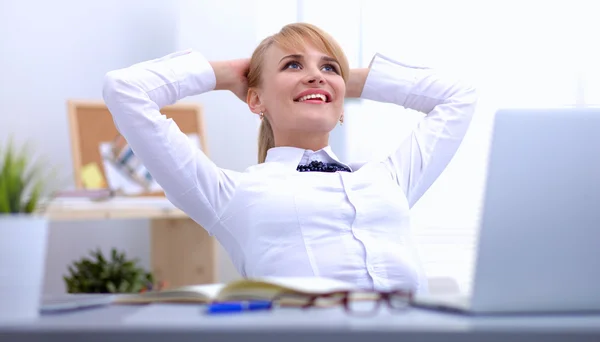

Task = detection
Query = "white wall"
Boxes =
[0,0,286,293]
[0,0,177,293]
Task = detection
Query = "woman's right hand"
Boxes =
[210,58,250,102]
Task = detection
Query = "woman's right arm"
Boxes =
[103,50,239,232]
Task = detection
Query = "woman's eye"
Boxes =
[285,62,301,69]
[323,64,337,73]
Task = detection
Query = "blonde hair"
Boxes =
[248,23,350,163]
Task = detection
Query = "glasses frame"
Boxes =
[273,290,414,316]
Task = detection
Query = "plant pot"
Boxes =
[0,214,48,323]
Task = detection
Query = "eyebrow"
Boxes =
[279,54,340,64]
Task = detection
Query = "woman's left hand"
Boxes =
[346,68,369,98]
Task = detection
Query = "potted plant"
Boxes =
[0,140,55,322]
[63,248,153,293]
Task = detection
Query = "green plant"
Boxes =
[0,141,49,214]
[63,248,154,293]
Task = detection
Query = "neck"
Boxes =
[274,132,329,151]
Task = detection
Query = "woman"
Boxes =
[104,24,476,291]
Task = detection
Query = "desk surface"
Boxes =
[0,304,600,342]
[45,197,188,221]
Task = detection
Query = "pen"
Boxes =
[206,300,273,314]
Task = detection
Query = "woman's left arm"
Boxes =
[346,54,477,207]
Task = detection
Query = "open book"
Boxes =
[114,277,358,305]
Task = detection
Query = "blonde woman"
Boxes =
[104,23,476,292]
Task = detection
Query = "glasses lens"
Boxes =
[389,291,410,310]
[347,292,379,314]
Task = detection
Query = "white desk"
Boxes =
[0,304,600,342]
[45,197,217,286]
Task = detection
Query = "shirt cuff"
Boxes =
[166,49,217,99]
[360,53,430,106]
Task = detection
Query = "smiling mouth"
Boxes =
[294,94,331,103]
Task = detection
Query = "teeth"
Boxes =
[298,94,327,102]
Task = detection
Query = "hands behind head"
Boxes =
[210,58,250,102]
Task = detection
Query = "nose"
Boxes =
[305,69,325,84]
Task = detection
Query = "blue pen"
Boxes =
[206,300,273,314]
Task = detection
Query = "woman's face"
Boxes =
[252,45,346,136]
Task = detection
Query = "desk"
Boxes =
[0,304,600,342]
[45,197,217,287]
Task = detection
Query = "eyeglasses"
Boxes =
[274,290,413,315]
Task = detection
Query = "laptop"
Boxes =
[414,108,600,314]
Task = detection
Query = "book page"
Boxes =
[256,277,358,293]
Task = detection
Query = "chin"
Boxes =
[297,115,337,133]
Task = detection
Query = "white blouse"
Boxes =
[103,50,476,292]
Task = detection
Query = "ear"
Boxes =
[246,88,265,114]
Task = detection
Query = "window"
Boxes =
[270,0,600,291]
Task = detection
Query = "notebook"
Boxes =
[113,277,359,305]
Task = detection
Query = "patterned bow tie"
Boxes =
[296,161,351,172]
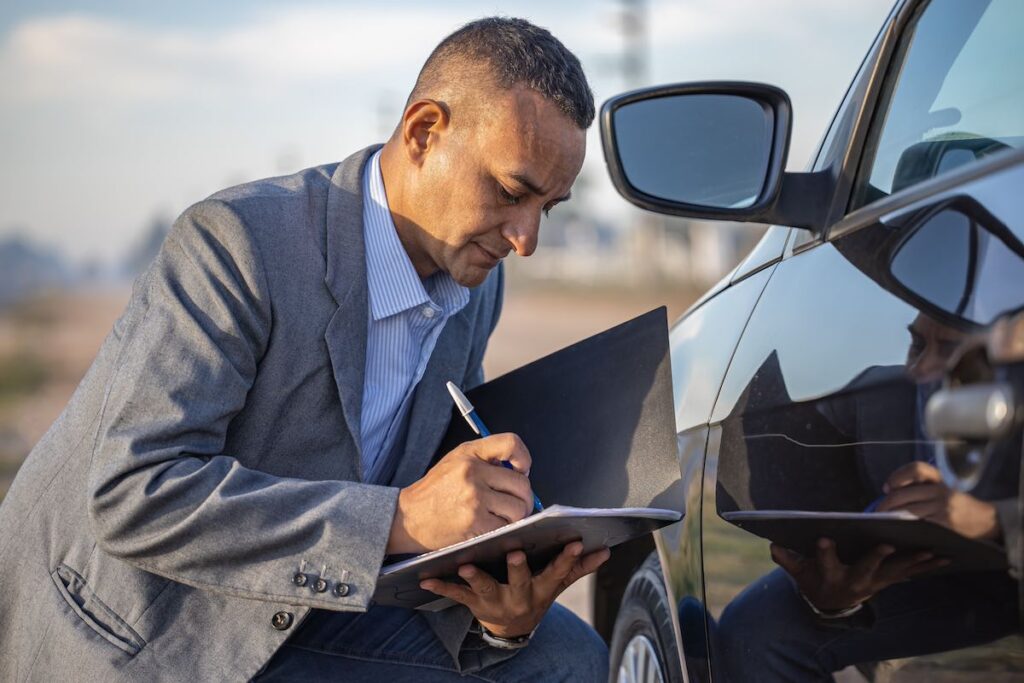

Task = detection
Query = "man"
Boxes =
[0,18,607,681]
[714,312,1020,681]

• **WHAT IS NEEDED**:
Gather every line of the records above that contains the string "plant". Case counts.

• **THE SOLUTION**:
Query = "plant pot"
Query = "potted plant"
Query = "green plant"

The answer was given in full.